> _List of tasks_:
(a) In the essay on faith and parenthood, what does the writer say trying to control life is like?
(b) Extend the essay on faith and parenthood, picking up right after its final sentence.

> _Text block_:
[Start]
Photo by Kid Circus on Unsplash

“Faith is a marvel,” Søren Kierkegaard wrote, “not something to be figured out.” How true that rings as I reflect on the paradoxes of parenthood. Most days, I cling tightly to the illusion of control, striving to plan and plot my children’s path. Yet life, like faith, follows its own wild course.

As a father and an anxious soul, I constantly wrestle with the urge to grasp and guard. I want to shelter my children from all harm, naively hoping to shape their world single-handedly. But the more I try to grasp life’s intangibles, the more they slip away. Control is a mirage in the desert of existence.

Like trying to hold sand in your hand, the tighter you grasp at controlling life, the more it slips away. Children grow up and choose their own path no matter how hard we try to shape it. Rather than desperately grasping, it’s better to open your hand and let life unfold, being present and appreciative of each moment as it comes. Control is an illusion. We can only guide, not determine, the course.

Kierkegaard knew this well, stating faith is not grounded in reason or logic. It is a leap into the unknown and unknowable, much like when I send my children off to school each morning, full of worries yet hoping for the best. I can’t control their days; I can only embrace faith.
[End]
> _Recorded information_:
[Start]
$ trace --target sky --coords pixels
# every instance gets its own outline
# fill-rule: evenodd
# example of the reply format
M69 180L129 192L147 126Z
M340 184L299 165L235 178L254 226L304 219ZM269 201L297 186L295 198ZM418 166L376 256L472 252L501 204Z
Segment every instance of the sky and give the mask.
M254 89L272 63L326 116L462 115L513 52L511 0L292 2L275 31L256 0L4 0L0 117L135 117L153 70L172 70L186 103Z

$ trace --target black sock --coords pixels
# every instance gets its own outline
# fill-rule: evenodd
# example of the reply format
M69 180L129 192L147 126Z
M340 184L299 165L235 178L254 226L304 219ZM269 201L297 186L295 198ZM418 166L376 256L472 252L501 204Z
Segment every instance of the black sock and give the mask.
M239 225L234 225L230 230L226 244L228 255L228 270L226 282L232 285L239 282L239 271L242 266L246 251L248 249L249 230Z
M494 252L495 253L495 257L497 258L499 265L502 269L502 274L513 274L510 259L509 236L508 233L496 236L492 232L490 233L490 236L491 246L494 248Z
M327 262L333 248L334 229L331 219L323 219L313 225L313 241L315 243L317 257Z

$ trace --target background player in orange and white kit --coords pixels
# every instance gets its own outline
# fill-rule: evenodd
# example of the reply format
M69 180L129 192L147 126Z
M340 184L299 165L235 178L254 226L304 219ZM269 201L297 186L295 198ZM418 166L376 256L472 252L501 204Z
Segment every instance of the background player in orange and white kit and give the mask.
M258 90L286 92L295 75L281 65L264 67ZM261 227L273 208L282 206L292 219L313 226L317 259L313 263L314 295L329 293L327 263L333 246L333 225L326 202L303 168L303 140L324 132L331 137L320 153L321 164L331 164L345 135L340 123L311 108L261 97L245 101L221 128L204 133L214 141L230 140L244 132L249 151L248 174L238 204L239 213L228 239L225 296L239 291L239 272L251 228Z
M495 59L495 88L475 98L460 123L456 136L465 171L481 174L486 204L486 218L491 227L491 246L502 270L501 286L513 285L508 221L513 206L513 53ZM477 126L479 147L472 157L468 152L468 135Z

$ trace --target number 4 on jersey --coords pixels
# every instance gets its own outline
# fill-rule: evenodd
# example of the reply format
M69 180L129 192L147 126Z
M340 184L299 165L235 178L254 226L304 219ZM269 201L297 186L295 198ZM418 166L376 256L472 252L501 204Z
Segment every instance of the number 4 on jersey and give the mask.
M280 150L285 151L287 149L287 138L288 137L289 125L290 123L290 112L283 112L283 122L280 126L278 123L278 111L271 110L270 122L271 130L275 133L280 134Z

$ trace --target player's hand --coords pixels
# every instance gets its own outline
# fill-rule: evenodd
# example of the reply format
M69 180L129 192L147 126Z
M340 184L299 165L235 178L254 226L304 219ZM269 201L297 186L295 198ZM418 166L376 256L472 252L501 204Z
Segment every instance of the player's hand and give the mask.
[End]
> _Responses to the tasks_:
(a) Trying to hold sand in your hand: the tighter you grasp, the more it slips away.

(b)
Faith is said to move mountains, but the smaller, more subtle leaps often shape our lives. The leap to forgive when logic screams condemn. The leap to love without a guaranteed return. The leap to hope when optimism seems foolish.

I take these mini-leaps each time I release my white-knuckled grip on the handlebars of life, letting my children wobble off on their bikes or cheer them on as they dare a plunge down the waterslide. These are leaps of faith, small yet significant. While these day-to-day leaps hold their own weight, there are moments when the stakes are much higher, demanding an even greater act of faith.

Perhaps the most daunting leap was when my daughter, Becca, was born prematurely. Night after night, I handed my fragile newborn to the skilled nurses. I trusted their expertise, yet couldn’t shake the heavy feeling of my own limitations. Despite my apprehensions, I sought solace in the long hours I spent beside her incubator in the NICU. It was the only form of comfort and control I could offer — my unwavering presence. That was an act of faith, too: a belief that she was in capable hands while I did my humble part.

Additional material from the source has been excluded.